--- start STORED DATA ---

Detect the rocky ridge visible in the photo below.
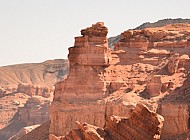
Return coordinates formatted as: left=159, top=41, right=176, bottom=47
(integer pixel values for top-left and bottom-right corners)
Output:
left=50, top=23, right=190, bottom=139
left=8, top=22, right=190, bottom=140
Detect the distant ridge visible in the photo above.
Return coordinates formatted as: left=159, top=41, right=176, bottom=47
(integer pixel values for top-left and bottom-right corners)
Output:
left=108, top=18, right=190, bottom=49
left=135, top=18, right=190, bottom=30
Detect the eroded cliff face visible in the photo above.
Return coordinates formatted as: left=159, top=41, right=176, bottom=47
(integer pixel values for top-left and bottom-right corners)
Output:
left=50, top=23, right=190, bottom=139
left=49, top=104, right=164, bottom=140
left=50, top=23, right=109, bottom=135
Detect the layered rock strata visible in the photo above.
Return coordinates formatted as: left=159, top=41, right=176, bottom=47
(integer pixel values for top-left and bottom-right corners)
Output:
left=49, top=104, right=164, bottom=140
left=18, top=96, right=50, bottom=126
left=50, top=23, right=109, bottom=135
left=50, top=23, right=190, bottom=137
left=17, top=84, right=51, bottom=98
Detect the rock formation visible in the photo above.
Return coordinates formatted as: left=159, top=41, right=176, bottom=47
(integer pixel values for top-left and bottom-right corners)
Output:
left=17, top=84, right=51, bottom=98
left=9, top=125, right=40, bottom=140
left=18, top=96, right=50, bottom=126
left=49, top=104, right=164, bottom=140
left=15, top=22, right=190, bottom=140
left=50, top=23, right=109, bottom=135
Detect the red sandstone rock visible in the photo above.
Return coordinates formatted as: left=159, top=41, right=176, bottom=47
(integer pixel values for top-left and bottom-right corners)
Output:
left=17, top=84, right=50, bottom=98
left=50, top=21, right=190, bottom=139
left=18, top=96, right=50, bottom=126
left=54, top=104, right=164, bottom=140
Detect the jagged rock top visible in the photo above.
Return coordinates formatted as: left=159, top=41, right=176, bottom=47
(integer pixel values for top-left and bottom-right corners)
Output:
left=81, top=22, right=108, bottom=37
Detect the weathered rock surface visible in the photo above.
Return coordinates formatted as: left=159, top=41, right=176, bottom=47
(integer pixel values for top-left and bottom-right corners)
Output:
left=50, top=23, right=190, bottom=139
left=9, top=125, right=40, bottom=140
left=18, top=96, right=50, bottom=126
left=49, top=104, right=164, bottom=140
left=19, top=121, right=50, bottom=140
left=17, top=84, right=51, bottom=98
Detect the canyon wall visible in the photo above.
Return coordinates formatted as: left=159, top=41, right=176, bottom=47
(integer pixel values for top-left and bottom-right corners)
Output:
left=50, top=22, right=190, bottom=139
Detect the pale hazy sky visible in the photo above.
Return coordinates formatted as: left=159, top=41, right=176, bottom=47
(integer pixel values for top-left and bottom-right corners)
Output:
left=0, top=0, right=190, bottom=66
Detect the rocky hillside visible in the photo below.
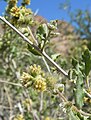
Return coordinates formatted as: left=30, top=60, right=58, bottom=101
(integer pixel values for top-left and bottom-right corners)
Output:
left=0, top=15, right=78, bottom=54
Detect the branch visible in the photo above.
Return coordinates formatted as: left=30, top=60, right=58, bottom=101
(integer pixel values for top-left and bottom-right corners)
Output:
left=0, top=16, right=68, bottom=78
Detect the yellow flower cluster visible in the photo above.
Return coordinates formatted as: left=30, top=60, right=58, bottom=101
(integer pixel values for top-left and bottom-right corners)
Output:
left=21, top=64, right=47, bottom=91
left=34, top=75, right=46, bottom=91
left=11, top=6, right=20, bottom=18
left=21, top=72, right=32, bottom=87
left=14, top=115, right=25, bottom=120
left=9, top=0, right=17, bottom=6
left=23, top=0, right=31, bottom=5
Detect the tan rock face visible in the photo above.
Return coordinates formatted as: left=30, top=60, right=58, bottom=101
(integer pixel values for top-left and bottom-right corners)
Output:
left=0, top=15, right=78, bottom=54
left=0, top=23, right=4, bottom=37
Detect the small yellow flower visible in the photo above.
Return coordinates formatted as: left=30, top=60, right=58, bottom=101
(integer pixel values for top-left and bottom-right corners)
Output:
left=14, top=114, right=25, bottom=120
left=34, top=75, right=46, bottom=91
left=11, top=6, right=20, bottom=18
left=21, top=72, right=32, bottom=87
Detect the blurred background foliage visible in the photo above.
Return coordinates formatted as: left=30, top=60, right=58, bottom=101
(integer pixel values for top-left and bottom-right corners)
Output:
left=0, top=0, right=91, bottom=120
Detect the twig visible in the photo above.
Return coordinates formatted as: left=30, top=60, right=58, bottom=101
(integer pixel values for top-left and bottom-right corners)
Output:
left=4, top=86, right=13, bottom=120
left=0, top=16, right=68, bottom=78
left=39, top=92, right=43, bottom=112
left=0, top=80, right=22, bottom=87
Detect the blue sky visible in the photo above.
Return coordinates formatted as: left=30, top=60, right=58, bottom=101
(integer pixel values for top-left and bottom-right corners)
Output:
left=0, top=0, right=91, bottom=21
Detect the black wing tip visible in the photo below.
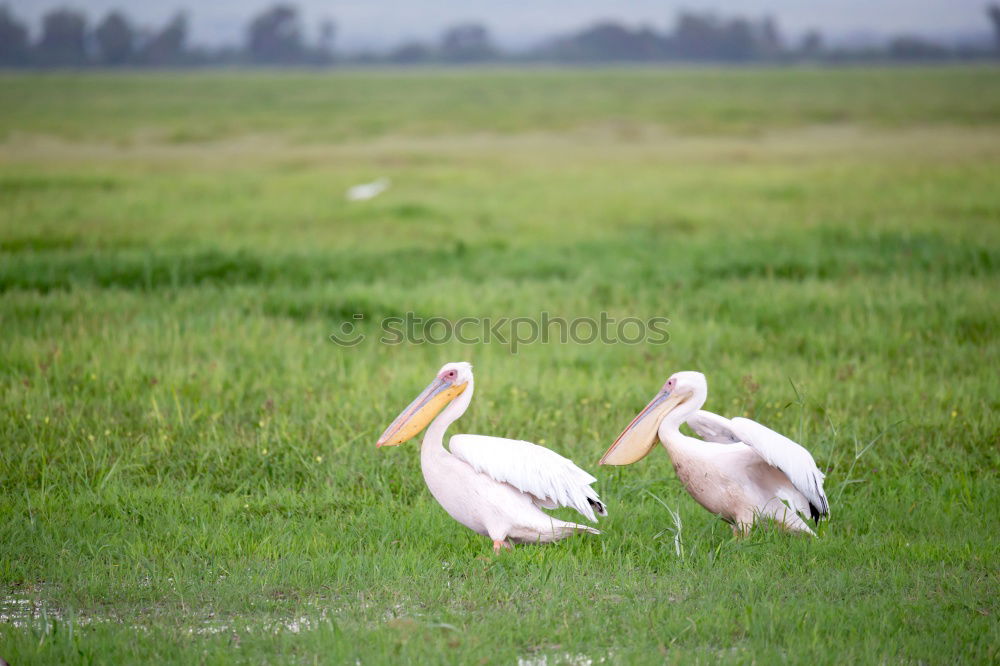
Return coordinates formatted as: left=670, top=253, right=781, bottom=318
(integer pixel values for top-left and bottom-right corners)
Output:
left=587, top=497, right=608, bottom=516
left=809, top=502, right=830, bottom=525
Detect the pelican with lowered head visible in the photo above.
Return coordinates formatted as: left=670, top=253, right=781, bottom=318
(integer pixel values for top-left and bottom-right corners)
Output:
left=377, top=362, right=607, bottom=552
left=600, top=372, right=830, bottom=534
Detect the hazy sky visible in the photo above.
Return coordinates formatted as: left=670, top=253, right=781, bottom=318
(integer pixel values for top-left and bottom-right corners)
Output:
left=0, top=0, right=990, bottom=50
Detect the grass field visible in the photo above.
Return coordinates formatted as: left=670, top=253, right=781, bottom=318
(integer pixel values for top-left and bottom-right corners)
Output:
left=0, top=67, right=1000, bottom=666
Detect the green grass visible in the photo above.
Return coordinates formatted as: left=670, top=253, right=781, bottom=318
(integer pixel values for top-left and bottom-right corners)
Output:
left=0, top=67, right=1000, bottom=664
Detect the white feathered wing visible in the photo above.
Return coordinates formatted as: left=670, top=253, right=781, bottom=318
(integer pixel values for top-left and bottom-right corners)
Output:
left=448, top=435, right=608, bottom=522
left=687, top=410, right=830, bottom=520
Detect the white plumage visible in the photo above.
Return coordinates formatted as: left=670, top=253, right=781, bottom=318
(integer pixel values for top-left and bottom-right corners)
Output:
left=601, top=372, right=830, bottom=534
left=448, top=435, right=607, bottom=522
left=378, top=363, right=607, bottom=551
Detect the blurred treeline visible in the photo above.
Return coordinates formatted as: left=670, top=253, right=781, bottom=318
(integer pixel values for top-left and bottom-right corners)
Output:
left=0, top=4, right=1000, bottom=67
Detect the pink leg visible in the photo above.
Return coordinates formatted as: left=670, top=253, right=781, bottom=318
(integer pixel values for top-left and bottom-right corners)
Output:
left=493, top=539, right=514, bottom=553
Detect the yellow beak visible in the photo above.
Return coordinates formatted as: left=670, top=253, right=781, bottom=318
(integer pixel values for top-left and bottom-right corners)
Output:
left=375, top=378, right=466, bottom=447
left=598, top=391, right=683, bottom=465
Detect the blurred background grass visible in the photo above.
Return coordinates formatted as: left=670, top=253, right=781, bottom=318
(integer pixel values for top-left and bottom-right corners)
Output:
left=0, top=67, right=1000, bottom=663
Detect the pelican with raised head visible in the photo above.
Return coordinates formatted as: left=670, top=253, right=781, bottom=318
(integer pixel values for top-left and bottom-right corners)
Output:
left=377, top=362, right=607, bottom=552
left=600, top=372, right=830, bottom=534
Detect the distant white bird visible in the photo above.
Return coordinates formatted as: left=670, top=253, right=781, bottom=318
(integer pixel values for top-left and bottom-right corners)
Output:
left=377, top=362, right=607, bottom=552
left=347, top=178, right=392, bottom=201
left=601, top=372, right=830, bottom=534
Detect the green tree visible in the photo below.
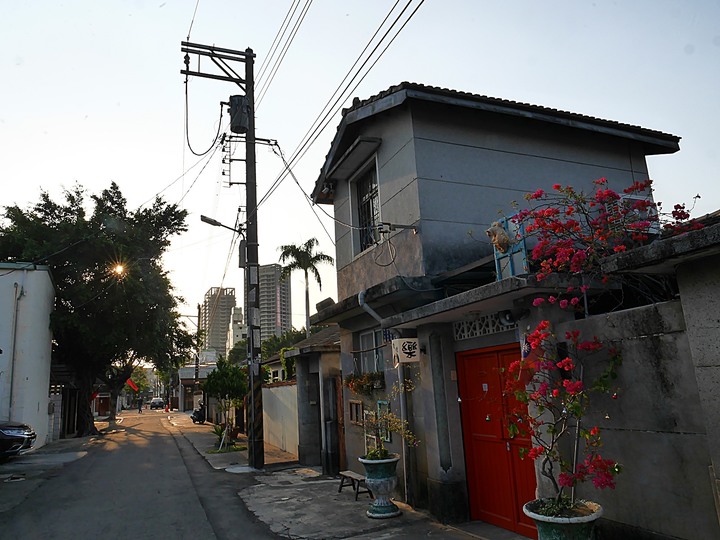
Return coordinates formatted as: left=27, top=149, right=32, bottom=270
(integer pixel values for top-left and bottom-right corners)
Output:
left=0, top=183, right=192, bottom=436
left=260, top=328, right=305, bottom=362
left=279, top=238, right=334, bottom=337
left=203, top=358, right=248, bottom=422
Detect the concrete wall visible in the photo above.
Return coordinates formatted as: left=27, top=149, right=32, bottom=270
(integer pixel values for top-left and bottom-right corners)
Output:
left=334, top=99, right=648, bottom=299
left=262, top=381, right=299, bottom=456
left=556, top=301, right=720, bottom=538
left=677, top=255, right=720, bottom=521
left=0, top=264, right=55, bottom=447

--- end STORED DATA ---

Reproduce the stretch of lines from the one containing "Detect the yellow beak" through the one containing "left=0, top=67, right=1000, bottom=663", requests included, scaling every bounding-box coordinate in the answers by 0.8 and rounding to whole numbers, halves up. Leave the numbers in the requests and their format samples unchanged.

SOLVED PROBLEM
Detect the yellow beak visible in the photo above.
Return coordinates formatted as: left=670, top=253, right=781, bottom=318
(integer pixel values for top-left and bottom-right corners)
Output:
left=300, top=302, right=373, bottom=358
left=478, top=313, right=546, bottom=372
Detect the blurred background grass visible in the photo above.
Return coordinates formatted as: left=670, top=253, right=781, bottom=318
(integer pixel values for top-left and bottom-right corners)
Output:
left=0, top=54, right=800, bottom=530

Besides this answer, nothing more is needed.